(Extracted information begins)
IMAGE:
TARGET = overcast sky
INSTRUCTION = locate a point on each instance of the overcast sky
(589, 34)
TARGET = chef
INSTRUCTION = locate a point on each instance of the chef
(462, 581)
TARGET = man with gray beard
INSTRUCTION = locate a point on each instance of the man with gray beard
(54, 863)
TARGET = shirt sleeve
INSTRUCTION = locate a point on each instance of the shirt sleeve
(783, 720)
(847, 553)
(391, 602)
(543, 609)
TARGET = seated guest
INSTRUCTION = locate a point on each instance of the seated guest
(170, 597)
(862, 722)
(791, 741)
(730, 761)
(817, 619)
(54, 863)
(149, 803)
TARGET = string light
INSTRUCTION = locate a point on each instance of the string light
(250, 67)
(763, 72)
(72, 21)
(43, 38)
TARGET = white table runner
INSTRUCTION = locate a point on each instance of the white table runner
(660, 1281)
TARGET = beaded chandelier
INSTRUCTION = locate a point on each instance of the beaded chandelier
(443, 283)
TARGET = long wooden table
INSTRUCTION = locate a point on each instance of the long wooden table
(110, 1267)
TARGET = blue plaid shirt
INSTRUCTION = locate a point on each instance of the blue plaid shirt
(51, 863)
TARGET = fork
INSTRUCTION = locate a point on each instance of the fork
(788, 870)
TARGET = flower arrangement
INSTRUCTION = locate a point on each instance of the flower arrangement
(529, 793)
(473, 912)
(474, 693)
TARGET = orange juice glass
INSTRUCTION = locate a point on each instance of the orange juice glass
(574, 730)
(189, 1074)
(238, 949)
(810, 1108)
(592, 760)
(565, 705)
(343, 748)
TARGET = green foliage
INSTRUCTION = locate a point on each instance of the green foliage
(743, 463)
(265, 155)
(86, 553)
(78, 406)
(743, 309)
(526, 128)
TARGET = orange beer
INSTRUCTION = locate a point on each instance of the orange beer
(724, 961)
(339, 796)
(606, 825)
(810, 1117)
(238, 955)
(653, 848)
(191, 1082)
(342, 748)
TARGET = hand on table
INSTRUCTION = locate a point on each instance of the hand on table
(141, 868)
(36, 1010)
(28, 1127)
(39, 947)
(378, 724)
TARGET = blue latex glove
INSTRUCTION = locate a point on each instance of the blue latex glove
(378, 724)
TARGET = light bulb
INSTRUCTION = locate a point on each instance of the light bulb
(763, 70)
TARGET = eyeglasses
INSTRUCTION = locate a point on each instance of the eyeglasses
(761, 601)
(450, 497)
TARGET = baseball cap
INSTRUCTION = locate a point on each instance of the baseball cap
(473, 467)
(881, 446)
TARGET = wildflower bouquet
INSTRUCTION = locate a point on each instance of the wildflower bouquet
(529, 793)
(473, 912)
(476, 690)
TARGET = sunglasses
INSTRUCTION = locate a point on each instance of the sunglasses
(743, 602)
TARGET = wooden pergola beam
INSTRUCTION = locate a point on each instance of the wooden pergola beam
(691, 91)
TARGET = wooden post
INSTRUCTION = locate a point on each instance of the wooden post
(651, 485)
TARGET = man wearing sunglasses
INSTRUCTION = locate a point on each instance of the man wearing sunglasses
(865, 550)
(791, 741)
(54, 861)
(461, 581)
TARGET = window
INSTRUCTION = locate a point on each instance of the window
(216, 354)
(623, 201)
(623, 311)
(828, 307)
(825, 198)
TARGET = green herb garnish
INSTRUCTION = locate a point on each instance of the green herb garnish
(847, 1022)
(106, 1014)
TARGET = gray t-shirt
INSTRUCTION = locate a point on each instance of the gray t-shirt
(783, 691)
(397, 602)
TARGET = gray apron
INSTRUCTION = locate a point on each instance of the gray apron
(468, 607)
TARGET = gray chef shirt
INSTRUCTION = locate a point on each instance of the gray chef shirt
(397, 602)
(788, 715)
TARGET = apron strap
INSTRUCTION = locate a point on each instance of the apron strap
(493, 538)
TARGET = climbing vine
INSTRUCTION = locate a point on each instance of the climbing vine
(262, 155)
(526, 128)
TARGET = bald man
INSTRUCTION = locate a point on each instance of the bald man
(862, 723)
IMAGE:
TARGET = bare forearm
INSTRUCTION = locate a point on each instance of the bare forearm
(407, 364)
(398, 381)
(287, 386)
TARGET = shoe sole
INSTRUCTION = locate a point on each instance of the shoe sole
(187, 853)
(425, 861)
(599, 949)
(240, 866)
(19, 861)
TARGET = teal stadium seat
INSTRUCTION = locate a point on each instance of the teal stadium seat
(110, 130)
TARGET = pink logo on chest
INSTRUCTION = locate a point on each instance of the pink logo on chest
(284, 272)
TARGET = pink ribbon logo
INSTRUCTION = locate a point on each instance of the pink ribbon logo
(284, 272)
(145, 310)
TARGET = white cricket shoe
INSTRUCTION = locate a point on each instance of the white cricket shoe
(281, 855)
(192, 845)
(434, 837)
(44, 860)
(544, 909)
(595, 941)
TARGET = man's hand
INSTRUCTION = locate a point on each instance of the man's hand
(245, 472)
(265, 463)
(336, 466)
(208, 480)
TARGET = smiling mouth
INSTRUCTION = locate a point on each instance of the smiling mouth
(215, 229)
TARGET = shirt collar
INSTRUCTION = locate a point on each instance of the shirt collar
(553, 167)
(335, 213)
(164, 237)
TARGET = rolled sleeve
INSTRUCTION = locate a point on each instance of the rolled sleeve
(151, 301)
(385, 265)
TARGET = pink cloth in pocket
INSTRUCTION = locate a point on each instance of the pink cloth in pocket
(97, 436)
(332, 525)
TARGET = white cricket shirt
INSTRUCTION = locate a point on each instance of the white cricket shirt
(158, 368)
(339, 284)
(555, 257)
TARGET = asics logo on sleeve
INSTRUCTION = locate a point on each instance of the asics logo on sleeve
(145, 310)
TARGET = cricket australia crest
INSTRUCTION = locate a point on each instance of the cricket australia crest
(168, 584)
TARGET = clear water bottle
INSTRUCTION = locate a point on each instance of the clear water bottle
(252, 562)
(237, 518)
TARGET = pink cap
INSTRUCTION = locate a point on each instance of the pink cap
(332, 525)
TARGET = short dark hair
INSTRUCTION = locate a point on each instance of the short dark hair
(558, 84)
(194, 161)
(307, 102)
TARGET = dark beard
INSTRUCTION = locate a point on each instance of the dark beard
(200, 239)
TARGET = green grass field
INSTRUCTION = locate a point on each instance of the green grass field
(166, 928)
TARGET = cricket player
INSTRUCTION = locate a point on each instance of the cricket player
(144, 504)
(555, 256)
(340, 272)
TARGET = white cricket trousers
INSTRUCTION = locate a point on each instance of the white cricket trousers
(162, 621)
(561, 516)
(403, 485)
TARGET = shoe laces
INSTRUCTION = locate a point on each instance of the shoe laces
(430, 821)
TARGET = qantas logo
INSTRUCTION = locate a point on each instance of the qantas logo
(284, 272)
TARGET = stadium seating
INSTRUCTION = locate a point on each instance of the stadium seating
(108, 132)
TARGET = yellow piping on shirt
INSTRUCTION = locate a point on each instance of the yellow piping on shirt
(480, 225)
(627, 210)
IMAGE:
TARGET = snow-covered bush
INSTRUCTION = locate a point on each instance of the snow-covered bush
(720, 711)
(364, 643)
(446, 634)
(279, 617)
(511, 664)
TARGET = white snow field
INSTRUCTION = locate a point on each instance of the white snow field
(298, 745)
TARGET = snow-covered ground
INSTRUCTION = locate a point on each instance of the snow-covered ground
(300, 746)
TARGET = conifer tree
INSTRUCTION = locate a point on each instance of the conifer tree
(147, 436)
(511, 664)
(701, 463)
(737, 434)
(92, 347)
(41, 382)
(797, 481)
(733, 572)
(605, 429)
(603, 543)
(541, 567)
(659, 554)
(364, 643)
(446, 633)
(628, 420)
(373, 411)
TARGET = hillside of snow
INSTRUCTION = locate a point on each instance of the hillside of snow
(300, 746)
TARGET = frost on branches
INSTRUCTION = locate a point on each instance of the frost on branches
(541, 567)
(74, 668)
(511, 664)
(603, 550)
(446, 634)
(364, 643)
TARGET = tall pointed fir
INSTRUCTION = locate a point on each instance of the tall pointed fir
(Extracted information ends)
:: Work required ::
Would you quote everything above from the line containing "TARGET = man with gray beard" down to the line containing "TARGET = orange juice glass"? Include both of those lines and nothing else.

:: Answer to the exercise ::
TARGET = man with gray beard
INSTRUCTION = locate a point on each instance of the man with gray beard
(54, 863)
TARGET = shirt sleeve
INSTRUCTION = locate a point on each instance of the shirt sleeve
(783, 720)
(847, 553)
(391, 602)
(543, 609)
TARGET = seated guest
INSTRUCTION = locate a point on each instance of the seated guest
(170, 597)
(862, 722)
(791, 741)
(730, 761)
(817, 619)
(54, 863)
(149, 803)
TARGET = string light
INSTRUCTION = locate a point on each instance of the string light
(250, 67)
(763, 72)
(72, 21)
(43, 38)
TARGET = white table runner
INSTRUCTION = locate a point on each instance of the white table runner
(660, 1281)
TARGET = beaded chandelier
INSTRUCTION = locate a point on each instance of the beaded chandelier
(443, 283)
TARGET = long wooden table
INSTRUCTION = locate a point on each instance of the long wooden table
(110, 1267)
TARGET = blue plaid shirt
INSTRUCTION = locate a point on each instance of the blue plaid shirt
(51, 863)
TARGET = fork
INSTRUCTION = locate a point on each instance of the fork
(788, 870)
TARGET = flower arrangement
INSTRUCTION = locate a point on each instance of the flower arrangement
(529, 793)
(473, 912)
(474, 693)
TARGET = orange juice glass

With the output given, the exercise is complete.